▸ **Problem requirements**:
From the first line of the listing, copy each line exactly until you have included the line with "column 11, row 215"; leave out the pictures.

▸ **Data in this exercise**:
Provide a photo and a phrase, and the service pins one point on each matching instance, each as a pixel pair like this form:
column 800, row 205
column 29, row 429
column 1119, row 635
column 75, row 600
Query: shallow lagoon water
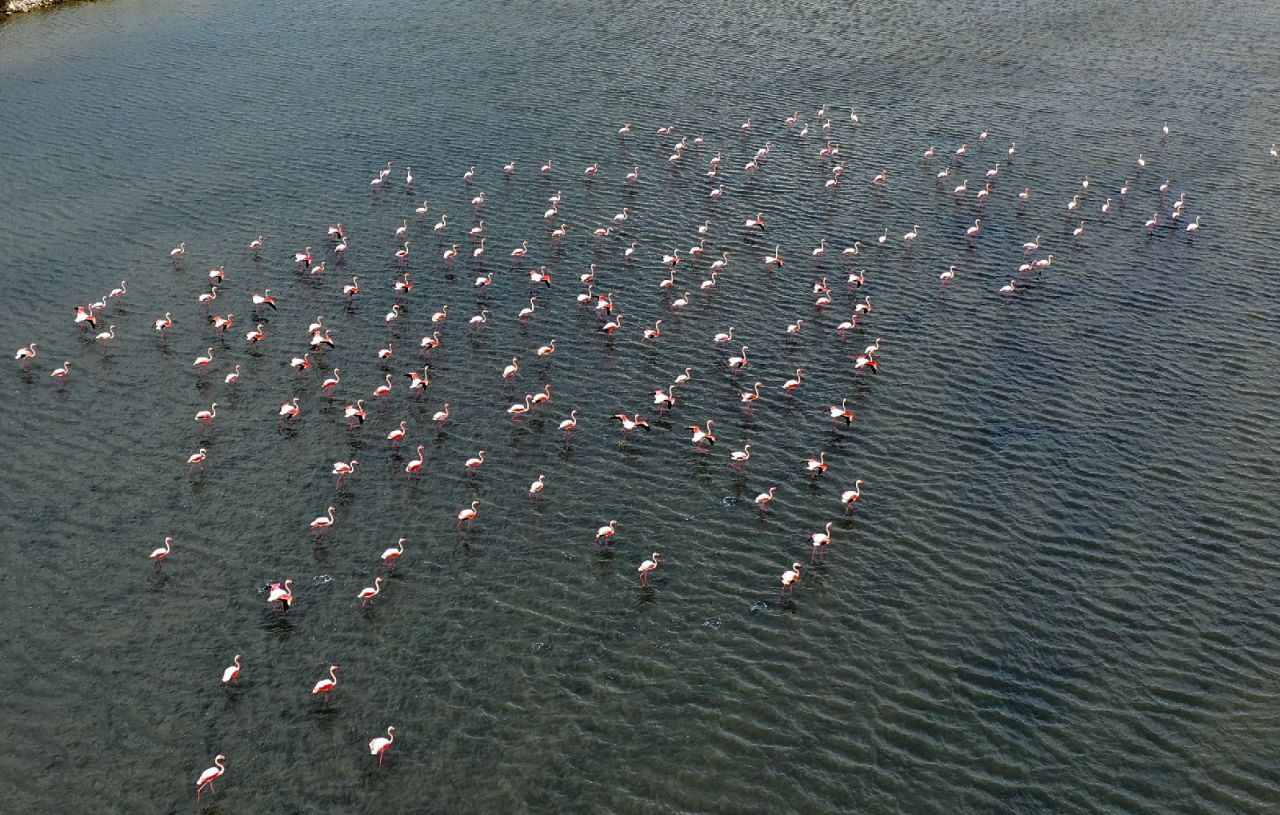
column 1056, row 595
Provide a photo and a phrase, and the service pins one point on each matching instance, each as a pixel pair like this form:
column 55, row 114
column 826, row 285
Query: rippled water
column 1056, row 595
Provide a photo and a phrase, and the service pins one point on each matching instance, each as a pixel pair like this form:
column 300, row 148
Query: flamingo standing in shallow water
column 790, row 578
column 158, row 555
column 327, row 685
column 647, row 567
column 323, row 522
column 231, row 674
column 369, row 593
column 392, row 553
column 607, row 532
column 211, row 774
column 469, row 514
column 379, row 746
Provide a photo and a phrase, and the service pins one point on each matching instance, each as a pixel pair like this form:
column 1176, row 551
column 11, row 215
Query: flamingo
column 211, row 774
column 648, row 566
column 327, row 685
column 703, row 435
column 841, row 412
column 323, row 521
column 817, row 466
column 766, row 498
column 631, row 422
column 231, row 674
column 368, row 594
column 790, row 578
column 391, row 554
column 607, row 532
column 467, row 514
column 282, row 594
column 379, row 746
column 540, row 275
column 520, row 410
column 158, row 555
column 821, row 539
column 397, row 434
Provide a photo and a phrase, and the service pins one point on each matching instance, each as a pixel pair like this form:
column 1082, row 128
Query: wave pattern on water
column 1055, row 595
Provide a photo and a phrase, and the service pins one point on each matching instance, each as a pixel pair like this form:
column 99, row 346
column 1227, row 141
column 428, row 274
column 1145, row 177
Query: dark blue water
column 1056, row 594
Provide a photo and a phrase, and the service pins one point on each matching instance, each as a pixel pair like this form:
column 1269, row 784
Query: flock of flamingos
column 611, row 319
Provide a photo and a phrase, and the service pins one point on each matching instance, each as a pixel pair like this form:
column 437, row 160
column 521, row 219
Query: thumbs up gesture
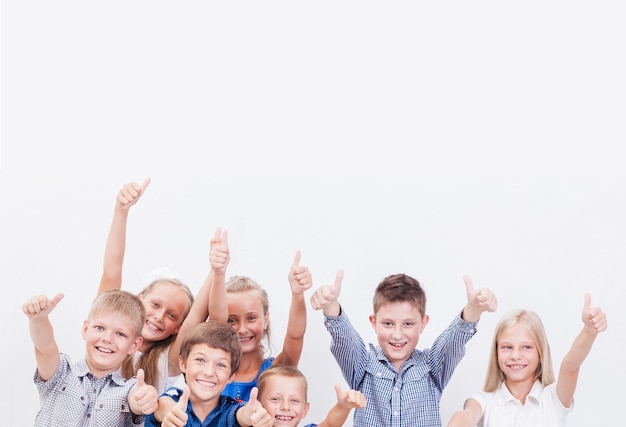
column 478, row 301
column 593, row 317
column 177, row 415
column 143, row 398
column 219, row 255
column 253, row 413
column 299, row 276
column 325, row 297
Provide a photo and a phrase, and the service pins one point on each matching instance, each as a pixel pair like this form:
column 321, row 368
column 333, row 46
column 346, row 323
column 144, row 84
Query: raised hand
column 130, row 193
column 349, row 399
column 145, row 399
column 254, row 413
column 593, row 317
column 478, row 301
column 299, row 276
column 40, row 305
column 219, row 255
column 177, row 416
column 325, row 297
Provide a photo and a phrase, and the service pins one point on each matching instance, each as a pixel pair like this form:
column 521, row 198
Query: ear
column 425, row 320
column 373, row 321
column 181, row 364
column 85, row 326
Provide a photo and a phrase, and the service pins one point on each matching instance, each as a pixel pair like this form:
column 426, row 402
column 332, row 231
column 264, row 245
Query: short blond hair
column 121, row 303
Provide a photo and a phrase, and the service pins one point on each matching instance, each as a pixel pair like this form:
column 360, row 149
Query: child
column 402, row 385
column 519, row 389
column 209, row 358
column 283, row 393
column 91, row 391
column 170, row 306
column 248, row 314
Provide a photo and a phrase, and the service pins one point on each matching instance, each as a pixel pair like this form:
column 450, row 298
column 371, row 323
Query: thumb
column 145, row 184
column 217, row 236
column 253, row 397
column 182, row 402
column 56, row 299
column 469, row 286
column 587, row 303
column 141, row 378
column 338, row 391
column 296, row 260
column 337, row 284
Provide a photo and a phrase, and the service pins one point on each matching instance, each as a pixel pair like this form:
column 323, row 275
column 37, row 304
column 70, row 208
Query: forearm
column 114, row 252
column 296, row 328
column 218, row 302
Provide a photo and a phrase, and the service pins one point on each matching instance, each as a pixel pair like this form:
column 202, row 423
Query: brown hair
column 281, row 370
column 215, row 334
column 532, row 322
column 148, row 361
column 245, row 284
column 400, row 288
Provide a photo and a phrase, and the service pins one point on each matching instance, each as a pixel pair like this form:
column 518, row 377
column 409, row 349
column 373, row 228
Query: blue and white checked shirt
column 75, row 397
column 409, row 398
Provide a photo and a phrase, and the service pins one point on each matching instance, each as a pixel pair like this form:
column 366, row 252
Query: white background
column 436, row 140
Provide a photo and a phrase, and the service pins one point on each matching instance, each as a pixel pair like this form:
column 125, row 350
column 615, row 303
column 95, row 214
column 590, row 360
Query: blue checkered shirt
column 409, row 398
column 73, row 396
column 224, row 415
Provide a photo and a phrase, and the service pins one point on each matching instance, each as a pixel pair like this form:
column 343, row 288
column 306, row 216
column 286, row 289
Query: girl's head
column 283, row 393
column 520, row 351
column 248, row 313
column 167, row 303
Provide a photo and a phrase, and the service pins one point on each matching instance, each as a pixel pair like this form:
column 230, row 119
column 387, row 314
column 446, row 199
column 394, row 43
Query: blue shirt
column 240, row 391
column 224, row 414
column 73, row 396
column 398, row 399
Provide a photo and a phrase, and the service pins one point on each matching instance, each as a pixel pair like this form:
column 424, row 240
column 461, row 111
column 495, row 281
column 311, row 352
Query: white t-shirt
column 542, row 408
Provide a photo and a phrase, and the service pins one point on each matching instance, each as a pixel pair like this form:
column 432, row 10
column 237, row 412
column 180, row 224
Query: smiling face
column 398, row 326
column 109, row 338
column 284, row 398
column 246, row 316
column 518, row 357
column 207, row 371
column 166, row 305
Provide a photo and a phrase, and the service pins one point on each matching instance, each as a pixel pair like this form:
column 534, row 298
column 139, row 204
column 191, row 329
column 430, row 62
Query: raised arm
column 478, row 301
column 202, row 304
column 42, row 334
column 325, row 297
column 116, row 240
column 300, row 280
column 594, row 322
column 346, row 401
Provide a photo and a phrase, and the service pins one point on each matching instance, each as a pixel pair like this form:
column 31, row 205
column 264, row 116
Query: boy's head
column 283, row 394
column 399, row 316
column 209, row 358
column 113, row 330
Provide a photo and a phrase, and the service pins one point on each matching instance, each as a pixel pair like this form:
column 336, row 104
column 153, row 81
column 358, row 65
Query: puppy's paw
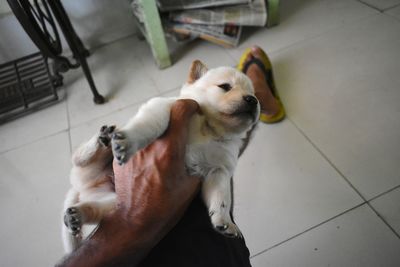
column 225, row 226
column 73, row 220
column 106, row 134
column 121, row 147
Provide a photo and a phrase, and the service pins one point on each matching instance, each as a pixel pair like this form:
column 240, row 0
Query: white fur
column 215, row 138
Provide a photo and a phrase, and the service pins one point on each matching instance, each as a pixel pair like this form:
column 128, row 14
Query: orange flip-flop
column 265, row 65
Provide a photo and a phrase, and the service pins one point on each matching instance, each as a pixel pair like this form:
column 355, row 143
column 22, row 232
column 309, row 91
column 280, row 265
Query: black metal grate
column 25, row 85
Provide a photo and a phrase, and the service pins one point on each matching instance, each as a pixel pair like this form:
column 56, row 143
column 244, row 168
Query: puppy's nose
column 251, row 100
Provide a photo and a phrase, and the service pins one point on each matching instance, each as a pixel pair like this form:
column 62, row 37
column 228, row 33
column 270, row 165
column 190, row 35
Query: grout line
column 384, row 193
column 369, row 5
column 69, row 123
column 383, row 219
column 348, row 181
column 328, row 160
column 309, row 229
column 386, row 9
column 380, row 10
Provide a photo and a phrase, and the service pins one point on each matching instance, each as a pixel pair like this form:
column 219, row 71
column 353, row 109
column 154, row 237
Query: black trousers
column 193, row 243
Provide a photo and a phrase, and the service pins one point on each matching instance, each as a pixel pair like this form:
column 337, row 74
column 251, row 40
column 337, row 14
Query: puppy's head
column 225, row 95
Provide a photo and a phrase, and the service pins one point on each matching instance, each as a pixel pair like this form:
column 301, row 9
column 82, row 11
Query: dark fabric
column 193, row 243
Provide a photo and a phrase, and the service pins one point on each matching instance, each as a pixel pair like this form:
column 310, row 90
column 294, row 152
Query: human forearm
column 116, row 243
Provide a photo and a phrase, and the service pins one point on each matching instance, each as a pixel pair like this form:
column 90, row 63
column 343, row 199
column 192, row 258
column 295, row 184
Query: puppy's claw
column 222, row 227
column 117, row 136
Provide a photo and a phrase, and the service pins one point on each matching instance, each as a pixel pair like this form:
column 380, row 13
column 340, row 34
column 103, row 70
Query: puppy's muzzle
column 249, row 107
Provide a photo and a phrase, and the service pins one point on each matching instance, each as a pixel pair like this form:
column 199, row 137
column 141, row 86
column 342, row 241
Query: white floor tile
column 34, row 126
column 167, row 79
column 382, row 4
column 302, row 20
column 119, row 76
column 395, row 12
column 85, row 131
column 388, row 206
column 357, row 238
column 341, row 89
column 283, row 187
column 33, row 185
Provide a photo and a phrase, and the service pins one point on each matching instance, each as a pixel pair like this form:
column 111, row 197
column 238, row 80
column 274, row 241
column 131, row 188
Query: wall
column 97, row 22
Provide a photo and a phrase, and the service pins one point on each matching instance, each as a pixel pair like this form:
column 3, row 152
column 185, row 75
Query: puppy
column 229, row 109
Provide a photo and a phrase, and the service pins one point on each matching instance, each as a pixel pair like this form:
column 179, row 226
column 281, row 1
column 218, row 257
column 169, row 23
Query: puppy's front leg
column 216, row 192
column 149, row 123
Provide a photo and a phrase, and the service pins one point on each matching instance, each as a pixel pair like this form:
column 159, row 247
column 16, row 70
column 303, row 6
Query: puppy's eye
column 225, row 86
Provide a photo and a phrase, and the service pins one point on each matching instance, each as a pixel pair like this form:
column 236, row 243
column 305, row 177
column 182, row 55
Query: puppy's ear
column 197, row 69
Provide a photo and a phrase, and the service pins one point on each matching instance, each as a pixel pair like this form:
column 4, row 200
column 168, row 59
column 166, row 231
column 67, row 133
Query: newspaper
column 169, row 5
column 225, row 35
column 252, row 14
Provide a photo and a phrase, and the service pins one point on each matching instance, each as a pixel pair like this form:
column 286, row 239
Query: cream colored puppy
column 228, row 110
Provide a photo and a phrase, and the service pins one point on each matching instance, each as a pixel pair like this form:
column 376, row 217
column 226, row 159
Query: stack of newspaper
column 218, row 21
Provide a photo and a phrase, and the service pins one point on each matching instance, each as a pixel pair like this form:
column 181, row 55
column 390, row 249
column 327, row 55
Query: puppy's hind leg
column 88, row 151
column 70, row 241
column 216, row 192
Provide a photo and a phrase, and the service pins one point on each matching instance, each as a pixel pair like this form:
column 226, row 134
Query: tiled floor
column 322, row 188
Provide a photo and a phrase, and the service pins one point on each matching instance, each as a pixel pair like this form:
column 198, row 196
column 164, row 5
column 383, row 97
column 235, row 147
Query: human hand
column 153, row 191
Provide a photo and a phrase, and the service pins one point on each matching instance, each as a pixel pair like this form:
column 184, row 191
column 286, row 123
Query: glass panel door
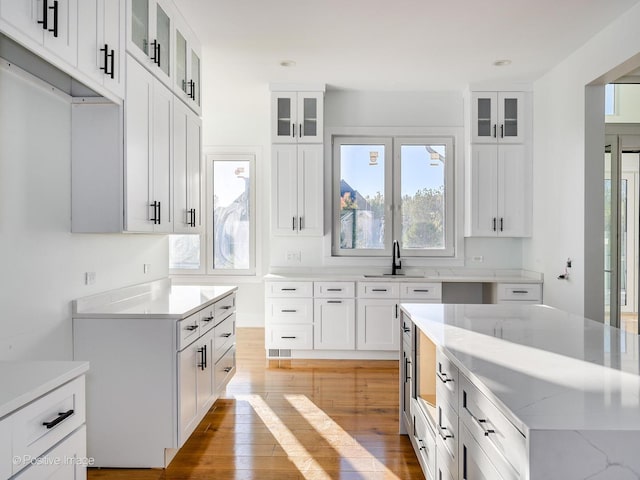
column 163, row 34
column 140, row 24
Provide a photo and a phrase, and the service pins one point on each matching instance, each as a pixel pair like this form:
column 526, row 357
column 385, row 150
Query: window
column 390, row 188
column 230, row 221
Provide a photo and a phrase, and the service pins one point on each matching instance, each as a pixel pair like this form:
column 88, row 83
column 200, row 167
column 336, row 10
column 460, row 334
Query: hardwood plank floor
column 294, row 419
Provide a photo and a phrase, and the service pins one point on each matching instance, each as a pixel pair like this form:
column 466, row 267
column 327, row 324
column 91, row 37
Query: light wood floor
column 295, row 420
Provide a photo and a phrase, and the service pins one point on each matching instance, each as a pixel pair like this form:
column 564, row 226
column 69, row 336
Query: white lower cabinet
column 334, row 324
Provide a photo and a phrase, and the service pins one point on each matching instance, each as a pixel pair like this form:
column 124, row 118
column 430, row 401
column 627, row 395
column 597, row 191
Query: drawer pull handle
column 443, row 435
column 481, row 422
column 61, row 417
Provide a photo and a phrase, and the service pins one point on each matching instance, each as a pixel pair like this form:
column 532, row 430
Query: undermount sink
column 389, row 275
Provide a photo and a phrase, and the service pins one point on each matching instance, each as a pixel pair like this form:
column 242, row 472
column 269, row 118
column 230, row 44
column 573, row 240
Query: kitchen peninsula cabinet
column 491, row 420
column 160, row 356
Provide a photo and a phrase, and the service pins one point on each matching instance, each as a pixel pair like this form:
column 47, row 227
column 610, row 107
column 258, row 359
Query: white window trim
column 457, row 133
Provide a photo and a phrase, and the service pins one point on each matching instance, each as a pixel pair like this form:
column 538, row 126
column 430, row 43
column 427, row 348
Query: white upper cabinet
column 149, row 36
column 497, row 117
column 101, row 40
column 48, row 23
column 148, row 168
column 297, row 117
column 187, row 132
column 187, row 66
column 297, row 176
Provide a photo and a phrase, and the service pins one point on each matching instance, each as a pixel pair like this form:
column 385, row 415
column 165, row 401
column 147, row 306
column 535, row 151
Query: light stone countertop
column 545, row 368
column 156, row 300
column 24, row 382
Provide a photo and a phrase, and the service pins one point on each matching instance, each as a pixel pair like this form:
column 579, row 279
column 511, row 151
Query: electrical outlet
column 89, row 278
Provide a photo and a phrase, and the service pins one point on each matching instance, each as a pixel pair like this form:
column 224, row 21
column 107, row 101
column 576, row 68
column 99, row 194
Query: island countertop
column 547, row 369
column 154, row 300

▸ **Finished task**:
Provide a photo and a phrase, and the service pins one point on each matching instance, each as a pixel pair like this form:
column 800, row 205
column 29, row 429
column 1119, row 635
column 75, row 600
Query: shallow lagoon water
column 1056, row 595
Provide a photo and a phrase, and the service pins one point on each matching instance, each as a pixel pair like this form:
column 55, row 114
column 826, row 285
Query: rippled water
column 1056, row 595
Provide a photo and a phrase, and the service pins one point on each matching instance, each as a pixel pair like this form:
column 300, row 148
Query: flamingo standing in shallow water
column 790, row 578
column 158, row 555
column 327, row 685
column 647, row 567
column 323, row 522
column 231, row 674
column 369, row 593
column 392, row 553
column 607, row 532
column 211, row 774
column 469, row 514
column 379, row 746
Provide a photo and a phrase, and the service pins one point on each matching instance, each as a pixel pair like this form:
column 1176, row 551
column 11, row 215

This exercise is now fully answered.